WHAT YOU NEED TO DO →
From the first line to the last, output the material exactly.

DATA RECORDS →
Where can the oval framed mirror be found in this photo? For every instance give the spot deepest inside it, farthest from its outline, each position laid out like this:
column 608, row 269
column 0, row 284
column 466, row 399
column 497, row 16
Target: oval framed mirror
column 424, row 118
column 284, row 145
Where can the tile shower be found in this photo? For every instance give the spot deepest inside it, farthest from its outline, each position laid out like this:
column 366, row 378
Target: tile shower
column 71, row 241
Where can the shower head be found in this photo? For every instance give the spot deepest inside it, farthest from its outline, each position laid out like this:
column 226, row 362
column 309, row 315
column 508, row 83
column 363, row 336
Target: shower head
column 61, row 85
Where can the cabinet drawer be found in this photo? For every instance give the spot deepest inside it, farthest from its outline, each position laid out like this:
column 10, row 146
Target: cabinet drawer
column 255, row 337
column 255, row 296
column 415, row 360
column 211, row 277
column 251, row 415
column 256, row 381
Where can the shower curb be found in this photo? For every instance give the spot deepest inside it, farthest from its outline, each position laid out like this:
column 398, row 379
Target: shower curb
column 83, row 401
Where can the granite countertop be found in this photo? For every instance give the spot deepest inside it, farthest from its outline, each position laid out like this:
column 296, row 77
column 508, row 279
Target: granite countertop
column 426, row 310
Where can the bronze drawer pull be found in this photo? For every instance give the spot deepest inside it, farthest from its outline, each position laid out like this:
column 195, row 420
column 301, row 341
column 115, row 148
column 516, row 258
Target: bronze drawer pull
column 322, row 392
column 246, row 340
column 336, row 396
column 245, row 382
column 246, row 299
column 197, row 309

ANSWER FOR THE TASK →
Where can the oval framed mirror be found in this photo? For every instance give the spot deepest inside it, farthest from its outline, each position laid out like this:
column 608, row 269
column 0, row 284
column 466, row 399
column 497, row 16
Target: oval framed mirror
column 424, row 118
column 284, row 145
Where can the tile shower be found in this photo? For every instance give the spot deepest inside it, farthest from its outline, each position laid out like this:
column 366, row 378
Target: tile shower
column 71, row 241
Where can the shower head be found in this photo? For every instance give the spot deepest inside it, farthest from its outline, each position laid out like this:
column 226, row 362
column 309, row 315
column 508, row 83
column 363, row 336
Target: shower head
column 61, row 85
Where can the cabinet drawer be found in this photo? For every instance give the spot deepest inside it, farthest from its outline, each position laid out like this:
column 10, row 146
Target: cabinet drawer
column 255, row 337
column 255, row 296
column 415, row 360
column 211, row 277
column 251, row 415
column 256, row 381
Where can the shower curb be found in this photo? For every instance give the spot deepest inside it, farthest from its outline, each position laid out like this:
column 398, row 379
Target: shower curb
column 83, row 401
Where can the granite countertop be found in this photo? For every instance give the spot deepest inside it, farthest from its outline, each position laid out like this:
column 296, row 77
column 508, row 279
Target: granite countertop
column 426, row 310
Where can the bronze drawer pull be found in this photo? For every instance give the spot deepest inside it, farthest from its outline, each position laid out like this:
column 195, row 420
column 301, row 341
column 115, row 148
column 516, row 258
Target: bronze drawer pull
column 322, row 392
column 246, row 340
column 336, row 396
column 245, row 382
column 246, row 299
column 197, row 309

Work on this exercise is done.